- **Direction**
Transcribe every line of the records below, reproducing each one character for character.

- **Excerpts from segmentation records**
-- Start --

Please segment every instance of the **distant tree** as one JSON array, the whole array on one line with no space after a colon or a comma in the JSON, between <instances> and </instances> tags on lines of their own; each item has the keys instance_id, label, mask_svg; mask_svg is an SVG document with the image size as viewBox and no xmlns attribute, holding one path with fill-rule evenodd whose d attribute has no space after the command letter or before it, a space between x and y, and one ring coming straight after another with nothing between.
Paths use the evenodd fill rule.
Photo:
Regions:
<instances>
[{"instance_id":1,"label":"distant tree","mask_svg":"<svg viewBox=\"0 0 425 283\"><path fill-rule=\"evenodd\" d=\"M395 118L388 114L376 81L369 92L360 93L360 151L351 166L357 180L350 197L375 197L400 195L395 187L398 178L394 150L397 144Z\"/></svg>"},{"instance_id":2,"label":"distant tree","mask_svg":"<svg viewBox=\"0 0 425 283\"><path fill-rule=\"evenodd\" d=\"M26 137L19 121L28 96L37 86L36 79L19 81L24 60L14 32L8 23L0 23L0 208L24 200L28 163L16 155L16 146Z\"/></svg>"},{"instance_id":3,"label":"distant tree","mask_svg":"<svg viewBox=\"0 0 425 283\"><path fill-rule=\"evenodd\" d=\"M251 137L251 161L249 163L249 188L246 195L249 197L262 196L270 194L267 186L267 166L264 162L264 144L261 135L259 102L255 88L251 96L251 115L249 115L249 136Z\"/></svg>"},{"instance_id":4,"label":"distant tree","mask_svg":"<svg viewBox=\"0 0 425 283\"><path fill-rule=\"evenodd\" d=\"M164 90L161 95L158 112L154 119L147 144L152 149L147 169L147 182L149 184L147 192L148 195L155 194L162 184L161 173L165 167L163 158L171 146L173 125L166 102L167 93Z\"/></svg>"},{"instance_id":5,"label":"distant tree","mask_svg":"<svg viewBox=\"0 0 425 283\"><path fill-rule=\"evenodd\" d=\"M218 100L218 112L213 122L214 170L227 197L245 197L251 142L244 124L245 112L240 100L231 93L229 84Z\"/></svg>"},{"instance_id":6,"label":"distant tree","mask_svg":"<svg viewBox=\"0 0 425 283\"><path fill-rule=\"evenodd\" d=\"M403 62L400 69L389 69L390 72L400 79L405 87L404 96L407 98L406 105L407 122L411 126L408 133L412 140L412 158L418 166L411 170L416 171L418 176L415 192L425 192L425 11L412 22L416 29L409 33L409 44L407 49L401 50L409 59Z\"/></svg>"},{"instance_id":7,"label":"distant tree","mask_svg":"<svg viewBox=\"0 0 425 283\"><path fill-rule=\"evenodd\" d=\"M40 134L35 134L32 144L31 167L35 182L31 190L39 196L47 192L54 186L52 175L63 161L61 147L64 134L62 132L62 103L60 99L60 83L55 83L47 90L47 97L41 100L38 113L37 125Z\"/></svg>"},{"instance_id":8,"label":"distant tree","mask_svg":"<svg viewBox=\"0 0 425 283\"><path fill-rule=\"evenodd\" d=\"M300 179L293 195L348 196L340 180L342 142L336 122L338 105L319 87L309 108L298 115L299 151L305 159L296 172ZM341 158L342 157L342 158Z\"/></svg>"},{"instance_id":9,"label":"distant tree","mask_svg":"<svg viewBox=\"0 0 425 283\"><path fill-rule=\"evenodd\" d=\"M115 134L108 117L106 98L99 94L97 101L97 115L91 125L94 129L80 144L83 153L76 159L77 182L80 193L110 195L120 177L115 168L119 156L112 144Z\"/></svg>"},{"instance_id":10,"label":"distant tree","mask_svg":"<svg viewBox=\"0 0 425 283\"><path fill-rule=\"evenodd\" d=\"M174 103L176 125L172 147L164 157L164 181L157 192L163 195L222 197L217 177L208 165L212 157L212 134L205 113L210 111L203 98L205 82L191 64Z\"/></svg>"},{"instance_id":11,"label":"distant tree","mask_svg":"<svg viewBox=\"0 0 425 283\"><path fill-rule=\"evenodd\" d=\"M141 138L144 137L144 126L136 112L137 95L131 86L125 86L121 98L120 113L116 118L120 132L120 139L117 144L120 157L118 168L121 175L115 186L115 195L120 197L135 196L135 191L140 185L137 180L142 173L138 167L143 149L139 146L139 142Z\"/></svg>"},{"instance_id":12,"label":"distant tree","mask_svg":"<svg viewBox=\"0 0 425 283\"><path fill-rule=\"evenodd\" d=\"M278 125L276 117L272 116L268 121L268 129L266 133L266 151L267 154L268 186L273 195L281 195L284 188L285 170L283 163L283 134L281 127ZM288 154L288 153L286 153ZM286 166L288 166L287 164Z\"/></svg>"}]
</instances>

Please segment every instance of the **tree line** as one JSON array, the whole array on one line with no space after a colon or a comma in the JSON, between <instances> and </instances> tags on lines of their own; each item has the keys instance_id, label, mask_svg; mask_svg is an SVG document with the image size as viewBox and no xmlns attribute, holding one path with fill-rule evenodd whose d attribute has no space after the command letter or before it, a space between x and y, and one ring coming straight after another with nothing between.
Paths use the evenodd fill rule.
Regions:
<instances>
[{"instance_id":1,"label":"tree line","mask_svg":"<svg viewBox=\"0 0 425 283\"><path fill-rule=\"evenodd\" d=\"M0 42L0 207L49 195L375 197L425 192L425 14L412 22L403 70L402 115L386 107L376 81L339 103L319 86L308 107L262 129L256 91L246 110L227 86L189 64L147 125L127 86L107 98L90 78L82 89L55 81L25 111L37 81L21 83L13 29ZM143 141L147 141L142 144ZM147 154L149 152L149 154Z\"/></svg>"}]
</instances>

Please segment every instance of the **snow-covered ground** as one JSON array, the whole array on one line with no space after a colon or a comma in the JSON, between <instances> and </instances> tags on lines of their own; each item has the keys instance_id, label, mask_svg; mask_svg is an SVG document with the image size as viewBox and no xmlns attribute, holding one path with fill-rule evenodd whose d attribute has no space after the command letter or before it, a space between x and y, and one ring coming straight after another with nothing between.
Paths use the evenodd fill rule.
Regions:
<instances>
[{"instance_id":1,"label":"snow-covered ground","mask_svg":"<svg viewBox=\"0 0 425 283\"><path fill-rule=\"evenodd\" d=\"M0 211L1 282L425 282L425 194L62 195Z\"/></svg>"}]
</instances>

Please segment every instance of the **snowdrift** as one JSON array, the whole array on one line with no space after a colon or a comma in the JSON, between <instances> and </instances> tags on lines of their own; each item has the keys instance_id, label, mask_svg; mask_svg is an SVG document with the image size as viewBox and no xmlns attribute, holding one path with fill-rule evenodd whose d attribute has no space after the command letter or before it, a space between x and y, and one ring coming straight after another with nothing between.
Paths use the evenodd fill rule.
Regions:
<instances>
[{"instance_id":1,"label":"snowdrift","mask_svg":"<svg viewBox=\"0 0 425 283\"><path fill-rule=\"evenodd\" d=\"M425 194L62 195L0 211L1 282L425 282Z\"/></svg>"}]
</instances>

-- End --

- **Right answer**
Please segment every instance of the **distant tree** as one JSON array, the whole array on one line with no space after a colon or a comma in the JSON, between <instances> and </instances> tags on lines of their own; each item has the keys instance_id, label, mask_svg; mask_svg is an SVG document with the image size as viewBox and no xmlns attribute, holding one path with fill-rule evenodd whose d attribute has no space after the command letter or before it, a space between x and y, and one ring coming straight after another with nothing between.
Paths use the evenodd fill rule.
Photo:
Regions:
<instances>
[{"instance_id":1,"label":"distant tree","mask_svg":"<svg viewBox=\"0 0 425 283\"><path fill-rule=\"evenodd\" d=\"M395 118L388 114L376 81L369 92L360 93L360 151L351 166L357 180L350 197L375 197L400 195L395 187L398 178L394 150L397 144Z\"/></svg>"},{"instance_id":2,"label":"distant tree","mask_svg":"<svg viewBox=\"0 0 425 283\"><path fill-rule=\"evenodd\" d=\"M26 137L19 121L28 96L37 86L36 79L19 81L24 60L14 32L8 23L0 23L0 208L24 200L28 163L16 155L16 146Z\"/></svg>"},{"instance_id":3,"label":"distant tree","mask_svg":"<svg viewBox=\"0 0 425 283\"><path fill-rule=\"evenodd\" d=\"M251 137L251 161L249 163L249 188L246 195L249 197L262 196L270 194L267 186L267 166L264 162L264 144L261 135L259 102L255 88L251 96L251 115L249 115L249 136Z\"/></svg>"},{"instance_id":4,"label":"distant tree","mask_svg":"<svg viewBox=\"0 0 425 283\"><path fill-rule=\"evenodd\" d=\"M164 90L161 95L158 112L154 119L147 144L152 149L147 169L147 182L149 184L147 192L148 195L155 194L162 184L161 173L165 167L163 158L171 146L173 125L166 102L167 93Z\"/></svg>"},{"instance_id":5,"label":"distant tree","mask_svg":"<svg viewBox=\"0 0 425 283\"><path fill-rule=\"evenodd\" d=\"M218 100L218 112L213 122L214 170L227 197L245 197L251 142L244 124L245 112L240 100L231 93L229 84Z\"/></svg>"},{"instance_id":6,"label":"distant tree","mask_svg":"<svg viewBox=\"0 0 425 283\"><path fill-rule=\"evenodd\" d=\"M403 62L400 69L389 69L390 72L400 79L405 87L404 96L407 98L406 105L407 122L411 126L408 133L412 140L412 158L418 166L411 170L416 171L418 176L415 192L425 192L425 11L412 22L416 29L409 33L409 44L407 49L401 50L409 59Z\"/></svg>"},{"instance_id":7,"label":"distant tree","mask_svg":"<svg viewBox=\"0 0 425 283\"><path fill-rule=\"evenodd\" d=\"M40 134L35 134L32 144L31 167L35 182L31 190L39 196L47 192L54 186L52 175L63 161L61 147L64 134L62 132L62 103L60 99L60 83L55 83L47 90L47 97L41 100L38 113L37 125Z\"/></svg>"},{"instance_id":8,"label":"distant tree","mask_svg":"<svg viewBox=\"0 0 425 283\"><path fill-rule=\"evenodd\" d=\"M300 179L293 195L348 196L340 180L342 142L336 122L338 105L319 87L309 108L298 115L299 151L305 159L296 172ZM341 158L342 157L342 158Z\"/></svg>"},{"instance_id":9,"label":"distant tree","mask_svg":"<svg viewBox=\"0 0 425 283\"><path fill-rule=\"evenodd\" d=\"M115 134L108 117L106 98L99 94L97 101L97 115L91 125L94 129L80 144L83 153L76 159L77 182L80 193L110 195L120 177L115 168L119 156L112 144Z\"/></svg>"},{"instance_id":10,"label":"distant tree","mask_svg":"<svg viewBox=\"0 0 425 283\"><path fill-rule=\"evenodd\" d=\"M174 103L176 125L172 147L164 157L164 181L157 192L163 195L222 197L217 177L208 165L212 157L212 134L205 113L210 111L203 98L205 82L191 64Z\"/></svg>"},{"instance_id":11,"label":"distant tree","mask_svg":"<svg viewBox=\"0 0 425 283\"><path fill-rule=\"evenodd\" d=\"M141 138L144 137L144 126L136 112L137 95L131 86L125 86L121 98L120 113L116 118L120 132L120 139L117 144L120 157L118 168L121 175L115 186L115 195L120 197L135 196L135 191L140 185L137 180L142 173L138 167L143 149L139 146L139 142Z\"/></svg>"},{"instance_id":12,"label":"distant tree","mask_svg":"<svg viewBox=\"0 0 425 283\"><path fill-rule=\"evenodd\" d=\"M278 125L276 117L272 116L268 121L268 129L266 133L266 151L267 154L268 186L273 195L281 195L284 188L285 170L283 163L283 134L281 127ZM288 154L288 153L286 153ZM286 166L288 166L287 164Z\"/></svg>"}]
</instances>

Please segment every instance of the **tree line** as one JSON array, the whole array on one line with no space after a colon or a comma in the JSON, between <instances> and </instances> tags on lines of their own; each item has the keys instance_id, label, mask_svg; mask_svg is an SVG document with the image size as viewBox and no xmlns attribute, holding one path with fill-rule evenodd whose d attribute has no space after the command letter or before it, a space between x and y, and one ring coming straight after another with nothing between.
Paths use the evenodd fill rule.
Regions:
<instances>
[{"instance_id":1,"label":"tree line","mask_svg":"<svg viewBox=\"0 0 425 283\"><path fill-rule=\"evenodd\" d=\"M0 42L0 207L49 195L375 197L425 192L425 14L412 22L403 70L402 115L386 107L376 81L339 103L319 86L308 107L262 129L256 91L246 110L227 86L189 64L147 125L127 86L107 98L90 78L82 89L55 81L25 111L37 81L21 83L13 29ZM143 141L147 141L142 144ZM147 154L149 152L149 154Z\"/></svg>"}]
</instances>

Please segment every instance of the **snow-covered ground** as one JSON array, the whole array on one line with no space after a colon or a comma in the JSON, between <instances> and </instances> tags on lines of their own; each item has the keys instance_id, label, mask_svg; mask_svg is an SVG document with the image size as viewBox and no xmlns attribute, holding one path with fill-rule evenodd whose d attribute has no space after the command letter or before it, a space between x and y, and one ring coming straight after another with nothing between.
Paths use the evenodd fill rule.
Regions:
<instances>
[{"instance_id":1,"label":"snow-covered ground","mask_svg":"<svg viewBox=\"0 0 425 283\"><path fill-rule=\"evenodd\" d=\"M0 211L1 282L425 282L425 194L62 195Z\"/></svg>"}]
</instances>

Please segment every instance of the **snowdrift** as one JSON array, the whole array on one line with no space after a colon or a comma in the JSON, between <instances> and </instances> tags on lines of their own; each item has the keys instance_id, label, mask_svg; mask_svg is an SVG document with the image size as viewBox and no xmlns attribute, holding one path with fill-rule evenodd whose d attribute has no space after the command letter or before it, a space between x and y, and one ring coming straight after another with nothing between.
Paths use the evenodd fill rule.
Regions:
<instances>
[{"instance_id":1,"label":"snowdrift","mask_svg":"<svg viewBox=\"0 0 425 283\"><path fill-rule=\"evenodd\" d=\"M425 194L62 195L0 211L1 282L425 282Z\"/></svg>"}]
</instances>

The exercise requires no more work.